Work required: From the entries that follow, pick out all lines holding "mint".

• • •

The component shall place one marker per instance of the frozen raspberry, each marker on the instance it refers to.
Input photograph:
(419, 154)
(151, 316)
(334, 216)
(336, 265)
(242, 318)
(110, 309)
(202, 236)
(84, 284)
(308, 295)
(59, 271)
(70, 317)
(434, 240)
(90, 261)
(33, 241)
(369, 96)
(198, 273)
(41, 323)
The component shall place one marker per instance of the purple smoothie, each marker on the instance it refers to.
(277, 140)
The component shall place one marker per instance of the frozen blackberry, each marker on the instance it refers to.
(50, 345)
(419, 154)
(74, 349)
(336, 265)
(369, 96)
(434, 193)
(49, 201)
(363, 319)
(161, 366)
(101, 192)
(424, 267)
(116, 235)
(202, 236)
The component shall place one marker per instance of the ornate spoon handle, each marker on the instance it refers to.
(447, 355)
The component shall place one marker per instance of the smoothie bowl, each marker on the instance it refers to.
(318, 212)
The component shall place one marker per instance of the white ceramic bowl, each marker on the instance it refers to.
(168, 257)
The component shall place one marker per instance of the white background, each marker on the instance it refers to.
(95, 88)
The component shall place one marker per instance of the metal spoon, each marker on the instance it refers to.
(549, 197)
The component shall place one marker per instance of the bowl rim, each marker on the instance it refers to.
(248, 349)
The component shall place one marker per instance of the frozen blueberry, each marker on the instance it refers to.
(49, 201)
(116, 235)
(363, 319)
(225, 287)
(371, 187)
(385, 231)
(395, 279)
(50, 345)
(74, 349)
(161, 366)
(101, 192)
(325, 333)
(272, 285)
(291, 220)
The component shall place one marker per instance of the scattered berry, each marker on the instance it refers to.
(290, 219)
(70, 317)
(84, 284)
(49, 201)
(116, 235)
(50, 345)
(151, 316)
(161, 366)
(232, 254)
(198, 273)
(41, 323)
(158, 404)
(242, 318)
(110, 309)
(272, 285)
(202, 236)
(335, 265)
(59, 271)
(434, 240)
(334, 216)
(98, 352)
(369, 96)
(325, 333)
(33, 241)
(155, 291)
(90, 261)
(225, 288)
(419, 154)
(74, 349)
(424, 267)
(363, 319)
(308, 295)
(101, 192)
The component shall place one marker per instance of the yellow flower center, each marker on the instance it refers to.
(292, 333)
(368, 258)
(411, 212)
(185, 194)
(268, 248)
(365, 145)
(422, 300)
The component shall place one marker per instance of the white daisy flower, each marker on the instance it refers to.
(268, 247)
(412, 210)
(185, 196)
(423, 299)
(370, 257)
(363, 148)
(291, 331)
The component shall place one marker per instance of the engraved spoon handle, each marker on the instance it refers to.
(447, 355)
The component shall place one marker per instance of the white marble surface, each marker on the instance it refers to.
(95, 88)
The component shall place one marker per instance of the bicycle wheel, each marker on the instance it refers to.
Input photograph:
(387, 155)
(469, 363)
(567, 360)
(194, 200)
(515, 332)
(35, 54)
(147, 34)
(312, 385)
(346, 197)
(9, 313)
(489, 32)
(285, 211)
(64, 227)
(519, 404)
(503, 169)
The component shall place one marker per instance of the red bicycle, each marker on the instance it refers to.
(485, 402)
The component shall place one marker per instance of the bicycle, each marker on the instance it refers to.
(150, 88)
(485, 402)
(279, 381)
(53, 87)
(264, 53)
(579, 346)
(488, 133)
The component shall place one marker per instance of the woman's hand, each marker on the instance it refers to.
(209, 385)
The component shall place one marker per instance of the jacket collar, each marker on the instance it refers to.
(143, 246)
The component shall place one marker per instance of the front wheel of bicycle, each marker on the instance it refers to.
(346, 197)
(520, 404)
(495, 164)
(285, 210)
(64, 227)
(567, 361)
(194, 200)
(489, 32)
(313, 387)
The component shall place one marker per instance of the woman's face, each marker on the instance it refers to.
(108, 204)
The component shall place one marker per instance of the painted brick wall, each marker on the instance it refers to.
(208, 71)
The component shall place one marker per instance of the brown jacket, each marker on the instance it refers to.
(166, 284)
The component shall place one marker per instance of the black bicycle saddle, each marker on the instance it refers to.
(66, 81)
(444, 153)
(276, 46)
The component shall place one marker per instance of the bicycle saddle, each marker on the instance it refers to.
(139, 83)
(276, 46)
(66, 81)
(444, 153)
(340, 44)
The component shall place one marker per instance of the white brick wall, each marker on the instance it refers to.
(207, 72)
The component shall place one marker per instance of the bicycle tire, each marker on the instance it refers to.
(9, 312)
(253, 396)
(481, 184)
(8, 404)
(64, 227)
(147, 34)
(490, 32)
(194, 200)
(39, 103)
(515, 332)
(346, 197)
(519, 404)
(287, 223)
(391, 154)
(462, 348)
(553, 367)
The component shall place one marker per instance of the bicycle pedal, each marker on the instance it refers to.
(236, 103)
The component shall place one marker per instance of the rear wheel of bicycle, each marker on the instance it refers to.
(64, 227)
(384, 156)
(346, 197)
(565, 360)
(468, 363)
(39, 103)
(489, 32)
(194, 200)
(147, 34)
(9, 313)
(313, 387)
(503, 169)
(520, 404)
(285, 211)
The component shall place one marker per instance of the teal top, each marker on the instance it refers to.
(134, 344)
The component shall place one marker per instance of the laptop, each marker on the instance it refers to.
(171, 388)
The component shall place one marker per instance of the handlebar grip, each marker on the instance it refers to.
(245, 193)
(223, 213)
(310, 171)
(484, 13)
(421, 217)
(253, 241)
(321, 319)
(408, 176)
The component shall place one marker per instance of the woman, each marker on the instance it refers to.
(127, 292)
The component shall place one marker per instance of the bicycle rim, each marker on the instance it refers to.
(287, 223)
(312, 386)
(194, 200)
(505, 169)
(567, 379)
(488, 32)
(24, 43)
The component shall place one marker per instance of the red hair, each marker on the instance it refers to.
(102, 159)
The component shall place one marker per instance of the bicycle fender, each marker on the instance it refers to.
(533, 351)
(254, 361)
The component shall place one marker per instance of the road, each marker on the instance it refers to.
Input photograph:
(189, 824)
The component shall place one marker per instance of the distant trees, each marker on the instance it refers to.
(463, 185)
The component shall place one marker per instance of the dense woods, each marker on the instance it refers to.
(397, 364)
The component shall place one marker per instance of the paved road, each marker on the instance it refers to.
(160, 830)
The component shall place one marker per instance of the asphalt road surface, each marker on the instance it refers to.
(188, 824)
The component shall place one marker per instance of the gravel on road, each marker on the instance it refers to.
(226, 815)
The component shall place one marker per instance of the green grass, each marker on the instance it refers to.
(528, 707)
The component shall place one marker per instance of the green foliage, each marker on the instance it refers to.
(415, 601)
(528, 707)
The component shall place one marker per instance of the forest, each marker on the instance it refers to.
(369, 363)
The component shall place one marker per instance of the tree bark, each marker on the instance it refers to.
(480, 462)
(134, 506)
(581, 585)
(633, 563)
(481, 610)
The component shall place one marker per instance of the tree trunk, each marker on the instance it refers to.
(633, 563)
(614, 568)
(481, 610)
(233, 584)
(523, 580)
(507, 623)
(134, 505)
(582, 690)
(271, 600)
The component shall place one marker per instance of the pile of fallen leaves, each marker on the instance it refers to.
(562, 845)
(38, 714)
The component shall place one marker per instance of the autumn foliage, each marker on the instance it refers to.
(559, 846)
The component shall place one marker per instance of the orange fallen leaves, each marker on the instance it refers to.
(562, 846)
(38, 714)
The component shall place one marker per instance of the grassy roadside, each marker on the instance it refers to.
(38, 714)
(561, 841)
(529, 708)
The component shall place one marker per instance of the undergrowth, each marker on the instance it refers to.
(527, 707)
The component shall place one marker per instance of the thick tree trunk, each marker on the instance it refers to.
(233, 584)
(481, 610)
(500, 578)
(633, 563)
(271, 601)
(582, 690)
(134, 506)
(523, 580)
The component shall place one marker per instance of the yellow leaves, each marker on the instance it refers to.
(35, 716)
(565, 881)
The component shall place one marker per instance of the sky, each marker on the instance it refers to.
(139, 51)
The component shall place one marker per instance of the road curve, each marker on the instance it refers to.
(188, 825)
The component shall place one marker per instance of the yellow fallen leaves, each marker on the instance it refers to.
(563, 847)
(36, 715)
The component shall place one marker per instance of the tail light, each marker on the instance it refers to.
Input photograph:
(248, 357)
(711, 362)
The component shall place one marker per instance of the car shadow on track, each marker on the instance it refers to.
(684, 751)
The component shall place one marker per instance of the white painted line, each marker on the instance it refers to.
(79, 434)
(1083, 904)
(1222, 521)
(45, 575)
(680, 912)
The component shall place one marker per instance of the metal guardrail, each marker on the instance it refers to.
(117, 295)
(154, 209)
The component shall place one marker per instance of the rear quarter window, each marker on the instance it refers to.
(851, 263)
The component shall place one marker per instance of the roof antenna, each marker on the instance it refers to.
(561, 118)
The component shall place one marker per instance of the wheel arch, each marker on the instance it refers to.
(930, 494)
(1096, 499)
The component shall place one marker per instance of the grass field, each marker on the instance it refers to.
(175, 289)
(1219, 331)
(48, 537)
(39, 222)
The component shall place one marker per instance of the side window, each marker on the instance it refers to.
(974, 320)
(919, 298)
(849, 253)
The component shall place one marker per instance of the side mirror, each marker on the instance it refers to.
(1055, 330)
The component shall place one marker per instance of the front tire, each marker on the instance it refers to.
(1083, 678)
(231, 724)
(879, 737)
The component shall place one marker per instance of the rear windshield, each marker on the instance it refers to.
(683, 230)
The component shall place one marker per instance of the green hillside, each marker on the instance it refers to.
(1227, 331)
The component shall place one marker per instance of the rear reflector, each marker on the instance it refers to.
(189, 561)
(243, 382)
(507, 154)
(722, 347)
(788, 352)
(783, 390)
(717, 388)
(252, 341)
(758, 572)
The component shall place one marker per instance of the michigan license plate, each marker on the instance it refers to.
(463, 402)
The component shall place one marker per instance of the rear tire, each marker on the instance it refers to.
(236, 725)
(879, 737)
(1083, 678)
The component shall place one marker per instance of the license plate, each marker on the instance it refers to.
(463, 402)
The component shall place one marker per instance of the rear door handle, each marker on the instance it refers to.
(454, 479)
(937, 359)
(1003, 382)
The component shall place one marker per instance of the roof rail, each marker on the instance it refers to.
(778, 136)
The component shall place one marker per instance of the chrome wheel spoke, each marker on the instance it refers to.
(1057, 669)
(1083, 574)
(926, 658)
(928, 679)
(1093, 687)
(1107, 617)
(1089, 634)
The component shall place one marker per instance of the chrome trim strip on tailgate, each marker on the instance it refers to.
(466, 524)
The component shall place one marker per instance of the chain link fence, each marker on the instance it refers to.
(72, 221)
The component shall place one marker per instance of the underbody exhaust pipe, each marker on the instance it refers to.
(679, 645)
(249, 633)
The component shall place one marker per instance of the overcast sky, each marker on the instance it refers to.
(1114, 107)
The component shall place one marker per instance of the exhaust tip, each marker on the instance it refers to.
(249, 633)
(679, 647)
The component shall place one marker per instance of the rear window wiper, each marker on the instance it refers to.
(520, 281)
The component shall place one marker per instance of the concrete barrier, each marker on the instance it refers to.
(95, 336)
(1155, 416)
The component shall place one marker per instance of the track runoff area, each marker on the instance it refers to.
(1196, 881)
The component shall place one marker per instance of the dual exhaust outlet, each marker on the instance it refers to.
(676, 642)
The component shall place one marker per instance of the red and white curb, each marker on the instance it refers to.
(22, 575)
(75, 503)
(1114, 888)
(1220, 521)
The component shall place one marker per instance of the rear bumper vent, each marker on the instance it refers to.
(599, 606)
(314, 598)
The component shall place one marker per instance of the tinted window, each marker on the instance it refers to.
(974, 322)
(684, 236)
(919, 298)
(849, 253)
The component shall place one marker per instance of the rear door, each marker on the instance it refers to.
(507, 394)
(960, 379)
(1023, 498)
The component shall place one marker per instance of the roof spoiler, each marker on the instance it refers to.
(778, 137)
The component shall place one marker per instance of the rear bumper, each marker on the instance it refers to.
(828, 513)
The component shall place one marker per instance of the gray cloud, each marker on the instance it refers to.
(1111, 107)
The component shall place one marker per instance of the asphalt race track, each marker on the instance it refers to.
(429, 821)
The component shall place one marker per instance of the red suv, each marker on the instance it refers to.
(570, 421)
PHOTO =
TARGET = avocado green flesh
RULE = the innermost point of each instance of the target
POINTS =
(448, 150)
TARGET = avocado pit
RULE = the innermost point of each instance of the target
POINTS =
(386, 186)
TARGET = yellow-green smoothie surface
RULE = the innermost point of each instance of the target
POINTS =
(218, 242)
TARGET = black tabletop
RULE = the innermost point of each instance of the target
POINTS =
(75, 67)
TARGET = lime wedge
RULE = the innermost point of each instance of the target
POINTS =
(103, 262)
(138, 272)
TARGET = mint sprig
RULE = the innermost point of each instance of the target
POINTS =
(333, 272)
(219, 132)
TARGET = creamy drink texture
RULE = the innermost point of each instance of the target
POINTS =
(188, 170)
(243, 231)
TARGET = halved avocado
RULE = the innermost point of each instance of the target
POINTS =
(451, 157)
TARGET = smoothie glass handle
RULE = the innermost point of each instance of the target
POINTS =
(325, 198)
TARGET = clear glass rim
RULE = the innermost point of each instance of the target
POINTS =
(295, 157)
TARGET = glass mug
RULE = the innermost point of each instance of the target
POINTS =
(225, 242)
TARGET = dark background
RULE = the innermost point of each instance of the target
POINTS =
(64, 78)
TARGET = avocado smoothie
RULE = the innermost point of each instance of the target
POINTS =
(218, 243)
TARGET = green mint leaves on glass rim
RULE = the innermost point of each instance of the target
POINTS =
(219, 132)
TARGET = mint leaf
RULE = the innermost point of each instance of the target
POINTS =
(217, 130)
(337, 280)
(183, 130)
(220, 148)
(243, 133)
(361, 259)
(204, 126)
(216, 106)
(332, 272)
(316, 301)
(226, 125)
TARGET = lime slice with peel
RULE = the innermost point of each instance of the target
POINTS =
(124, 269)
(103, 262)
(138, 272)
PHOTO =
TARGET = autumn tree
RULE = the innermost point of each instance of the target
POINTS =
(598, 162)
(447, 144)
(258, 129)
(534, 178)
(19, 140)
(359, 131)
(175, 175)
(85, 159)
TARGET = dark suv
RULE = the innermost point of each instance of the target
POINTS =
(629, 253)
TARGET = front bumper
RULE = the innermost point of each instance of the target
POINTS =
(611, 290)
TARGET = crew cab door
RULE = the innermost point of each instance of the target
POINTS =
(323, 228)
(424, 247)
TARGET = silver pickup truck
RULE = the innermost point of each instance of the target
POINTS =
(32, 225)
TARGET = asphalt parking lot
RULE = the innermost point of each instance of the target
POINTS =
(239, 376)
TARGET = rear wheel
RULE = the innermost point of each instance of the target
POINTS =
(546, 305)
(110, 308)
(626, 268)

• • •

Answer space:
TARGET = mint sprig
TARGET = green mint leaves on glass rim
TARGET = mint leaf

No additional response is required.